> [WHAT TO DO]
The line containing "Challenge: pink cloud" opens the span to copy, and the last line of the records below closes it. Write out that span exactly.
= Beginning of Section =
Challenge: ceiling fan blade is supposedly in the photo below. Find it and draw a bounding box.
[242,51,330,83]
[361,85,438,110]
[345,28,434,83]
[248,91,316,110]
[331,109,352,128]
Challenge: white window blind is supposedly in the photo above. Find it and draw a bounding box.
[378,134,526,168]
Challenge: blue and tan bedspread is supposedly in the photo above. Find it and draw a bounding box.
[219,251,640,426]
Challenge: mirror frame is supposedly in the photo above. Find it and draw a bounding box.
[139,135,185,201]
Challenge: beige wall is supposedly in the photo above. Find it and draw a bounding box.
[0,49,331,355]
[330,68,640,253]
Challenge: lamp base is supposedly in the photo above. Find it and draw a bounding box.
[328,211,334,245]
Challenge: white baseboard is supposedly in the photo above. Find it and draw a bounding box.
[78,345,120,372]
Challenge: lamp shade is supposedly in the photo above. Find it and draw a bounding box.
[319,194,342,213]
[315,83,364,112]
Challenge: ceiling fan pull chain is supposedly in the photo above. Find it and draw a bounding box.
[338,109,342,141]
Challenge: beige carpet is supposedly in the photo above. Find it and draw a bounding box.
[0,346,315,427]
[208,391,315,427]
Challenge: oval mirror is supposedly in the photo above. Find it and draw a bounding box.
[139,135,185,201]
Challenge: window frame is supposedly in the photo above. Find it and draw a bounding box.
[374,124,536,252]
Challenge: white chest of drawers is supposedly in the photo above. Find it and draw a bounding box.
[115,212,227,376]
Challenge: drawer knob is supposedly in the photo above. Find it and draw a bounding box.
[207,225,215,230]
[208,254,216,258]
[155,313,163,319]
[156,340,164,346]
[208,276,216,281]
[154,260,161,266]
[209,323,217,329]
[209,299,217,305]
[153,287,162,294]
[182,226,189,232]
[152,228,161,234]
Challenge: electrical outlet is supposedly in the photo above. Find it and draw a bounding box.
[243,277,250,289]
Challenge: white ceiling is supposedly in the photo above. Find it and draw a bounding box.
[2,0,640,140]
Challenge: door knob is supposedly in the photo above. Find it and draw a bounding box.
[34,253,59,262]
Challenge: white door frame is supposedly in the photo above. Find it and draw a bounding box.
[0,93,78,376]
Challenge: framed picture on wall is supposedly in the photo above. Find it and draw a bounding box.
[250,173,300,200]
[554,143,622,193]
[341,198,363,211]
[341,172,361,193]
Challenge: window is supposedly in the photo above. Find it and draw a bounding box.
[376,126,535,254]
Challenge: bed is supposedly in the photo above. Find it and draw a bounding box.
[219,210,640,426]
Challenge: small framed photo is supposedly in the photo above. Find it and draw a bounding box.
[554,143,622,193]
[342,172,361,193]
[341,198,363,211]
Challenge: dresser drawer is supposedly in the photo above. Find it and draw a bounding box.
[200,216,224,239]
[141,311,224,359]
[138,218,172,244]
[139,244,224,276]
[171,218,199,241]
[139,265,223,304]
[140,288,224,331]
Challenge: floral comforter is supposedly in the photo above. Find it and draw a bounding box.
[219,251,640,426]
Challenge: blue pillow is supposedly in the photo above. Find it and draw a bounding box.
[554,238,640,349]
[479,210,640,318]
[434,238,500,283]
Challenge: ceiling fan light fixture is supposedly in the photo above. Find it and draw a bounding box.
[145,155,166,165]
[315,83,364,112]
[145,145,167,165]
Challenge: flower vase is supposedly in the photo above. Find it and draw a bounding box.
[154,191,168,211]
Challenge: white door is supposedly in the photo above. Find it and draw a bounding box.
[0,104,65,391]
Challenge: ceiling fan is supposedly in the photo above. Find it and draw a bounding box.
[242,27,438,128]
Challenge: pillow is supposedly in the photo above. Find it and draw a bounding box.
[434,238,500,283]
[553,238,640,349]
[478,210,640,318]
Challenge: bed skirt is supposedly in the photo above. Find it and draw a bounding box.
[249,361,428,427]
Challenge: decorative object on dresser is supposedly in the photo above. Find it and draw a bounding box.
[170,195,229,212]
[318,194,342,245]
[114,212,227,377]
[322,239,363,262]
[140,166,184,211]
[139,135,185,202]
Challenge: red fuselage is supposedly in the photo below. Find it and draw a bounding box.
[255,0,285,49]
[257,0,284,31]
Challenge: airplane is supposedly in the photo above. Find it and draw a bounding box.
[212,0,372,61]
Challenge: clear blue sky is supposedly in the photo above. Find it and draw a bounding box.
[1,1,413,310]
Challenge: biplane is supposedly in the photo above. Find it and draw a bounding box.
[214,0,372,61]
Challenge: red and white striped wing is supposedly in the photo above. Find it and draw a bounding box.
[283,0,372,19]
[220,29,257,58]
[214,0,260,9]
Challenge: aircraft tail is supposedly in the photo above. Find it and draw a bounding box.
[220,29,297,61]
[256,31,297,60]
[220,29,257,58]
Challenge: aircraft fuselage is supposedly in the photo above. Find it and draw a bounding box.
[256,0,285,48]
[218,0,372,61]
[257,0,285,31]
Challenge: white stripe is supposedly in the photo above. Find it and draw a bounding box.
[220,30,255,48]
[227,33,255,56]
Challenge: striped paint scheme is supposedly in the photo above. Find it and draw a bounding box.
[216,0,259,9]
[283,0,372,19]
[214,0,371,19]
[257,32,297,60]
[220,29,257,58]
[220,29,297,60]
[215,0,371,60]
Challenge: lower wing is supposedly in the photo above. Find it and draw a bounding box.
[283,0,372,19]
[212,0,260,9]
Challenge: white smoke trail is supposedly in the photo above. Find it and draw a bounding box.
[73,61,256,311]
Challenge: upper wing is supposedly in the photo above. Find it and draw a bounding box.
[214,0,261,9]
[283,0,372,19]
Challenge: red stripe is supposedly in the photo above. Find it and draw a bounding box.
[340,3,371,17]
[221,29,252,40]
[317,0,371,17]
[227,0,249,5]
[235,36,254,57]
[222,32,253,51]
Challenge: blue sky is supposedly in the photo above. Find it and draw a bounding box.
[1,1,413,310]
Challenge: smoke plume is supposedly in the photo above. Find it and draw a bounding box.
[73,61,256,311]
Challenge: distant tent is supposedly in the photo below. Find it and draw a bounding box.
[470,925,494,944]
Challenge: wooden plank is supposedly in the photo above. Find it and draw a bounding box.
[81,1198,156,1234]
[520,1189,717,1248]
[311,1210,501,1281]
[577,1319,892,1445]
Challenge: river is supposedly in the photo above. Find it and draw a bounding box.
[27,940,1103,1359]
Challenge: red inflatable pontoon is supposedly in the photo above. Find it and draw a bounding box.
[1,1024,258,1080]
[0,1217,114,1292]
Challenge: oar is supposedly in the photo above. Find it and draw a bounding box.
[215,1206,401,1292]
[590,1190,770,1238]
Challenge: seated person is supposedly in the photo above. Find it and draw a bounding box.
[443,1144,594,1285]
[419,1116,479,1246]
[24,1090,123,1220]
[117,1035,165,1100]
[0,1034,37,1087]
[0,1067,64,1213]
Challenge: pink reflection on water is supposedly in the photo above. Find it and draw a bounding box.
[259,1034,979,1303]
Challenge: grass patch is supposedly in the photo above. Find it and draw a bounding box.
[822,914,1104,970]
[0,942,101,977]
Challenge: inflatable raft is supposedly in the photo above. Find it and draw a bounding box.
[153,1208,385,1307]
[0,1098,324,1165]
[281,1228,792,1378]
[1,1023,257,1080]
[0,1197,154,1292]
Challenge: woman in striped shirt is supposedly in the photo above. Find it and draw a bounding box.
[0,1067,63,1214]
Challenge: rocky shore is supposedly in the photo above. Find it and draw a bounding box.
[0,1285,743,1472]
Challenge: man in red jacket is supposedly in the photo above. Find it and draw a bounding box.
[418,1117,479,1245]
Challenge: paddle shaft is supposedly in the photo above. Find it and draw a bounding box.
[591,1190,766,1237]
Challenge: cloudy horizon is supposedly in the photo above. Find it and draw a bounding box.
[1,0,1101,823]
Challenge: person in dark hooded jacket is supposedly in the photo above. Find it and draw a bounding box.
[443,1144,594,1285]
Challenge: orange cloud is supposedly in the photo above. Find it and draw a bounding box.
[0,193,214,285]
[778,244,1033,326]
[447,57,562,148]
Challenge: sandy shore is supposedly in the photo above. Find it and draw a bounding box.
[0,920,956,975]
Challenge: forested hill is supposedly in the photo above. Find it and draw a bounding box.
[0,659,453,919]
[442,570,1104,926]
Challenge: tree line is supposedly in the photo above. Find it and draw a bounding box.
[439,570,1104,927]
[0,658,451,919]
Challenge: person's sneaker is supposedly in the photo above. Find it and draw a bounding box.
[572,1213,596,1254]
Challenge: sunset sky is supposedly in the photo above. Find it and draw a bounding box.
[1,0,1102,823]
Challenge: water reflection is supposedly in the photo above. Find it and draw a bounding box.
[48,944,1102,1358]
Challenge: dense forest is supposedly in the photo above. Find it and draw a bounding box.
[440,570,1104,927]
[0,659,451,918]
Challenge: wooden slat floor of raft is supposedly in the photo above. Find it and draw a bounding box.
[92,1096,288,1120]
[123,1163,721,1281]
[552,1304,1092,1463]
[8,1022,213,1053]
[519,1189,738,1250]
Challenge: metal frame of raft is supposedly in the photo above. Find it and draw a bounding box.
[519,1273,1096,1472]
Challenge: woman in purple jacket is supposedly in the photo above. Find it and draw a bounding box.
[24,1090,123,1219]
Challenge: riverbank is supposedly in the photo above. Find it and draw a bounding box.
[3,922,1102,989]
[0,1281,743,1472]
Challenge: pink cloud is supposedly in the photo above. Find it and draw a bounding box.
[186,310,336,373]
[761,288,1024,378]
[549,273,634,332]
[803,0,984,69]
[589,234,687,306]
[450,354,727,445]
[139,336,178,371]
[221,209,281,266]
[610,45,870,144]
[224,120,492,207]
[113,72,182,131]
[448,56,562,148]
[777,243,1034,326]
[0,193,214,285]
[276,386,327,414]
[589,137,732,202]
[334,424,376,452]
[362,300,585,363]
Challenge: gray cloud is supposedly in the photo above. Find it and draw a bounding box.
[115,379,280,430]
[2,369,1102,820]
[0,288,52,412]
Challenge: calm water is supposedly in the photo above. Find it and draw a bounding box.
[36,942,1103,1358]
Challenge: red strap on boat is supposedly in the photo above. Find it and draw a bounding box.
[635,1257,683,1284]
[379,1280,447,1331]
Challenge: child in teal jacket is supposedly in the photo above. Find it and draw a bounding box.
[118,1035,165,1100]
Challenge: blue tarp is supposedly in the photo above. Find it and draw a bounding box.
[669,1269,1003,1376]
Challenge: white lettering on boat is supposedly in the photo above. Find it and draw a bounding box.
= End of Section =
> [SOLUTION TO THIS EXERCISE]
Challenge: pink cloud is supposedly in the photo above. Find it and draw a bounding box.
[186,310,336,373]
[761,288,1024,378]
[549,273,634,332]
[803,0,984,69]
[589,234,687,306]
[450,354,727,445]
[139,336,178,371]
[221,209,281,266]
[610,45,870,144]
[224,120,492,207]
[113,72,182,131]
[448,56,562,148]
[777,243,1034,326]
[0,193,214,285]
[276,386,327,414]
[589,137,732,202]
[334,424,376,452]
[362,300,585,363]
Challenge: gray cloud is supposedly in the photo above. Find it and draw a bounding box.
[115,379,280,430]
[2,369,1102,820]
[0,288,52,412]
Challenge: calm water is supposedly in the photo above. Find it and draw a bounding box.
[36,942,1103,1358]
Challenge: red strap on boat is supposedly in the photo above. Find it and draw a bounding box.
[635,1257,683,1284]
[379,1280,447,1331]
Challenge: child in teal jacket is supposedly in the photo above. Find it and draw a bounding box.
[118,1035,165,1100]
Challenge: blue tarp is supposedly in the photo above. Find it and draw a bounding box.
[669,1269,1003,1376]
Challenge: white lettering on boat is supposedly in the photo above. Find it and draw a bounding box.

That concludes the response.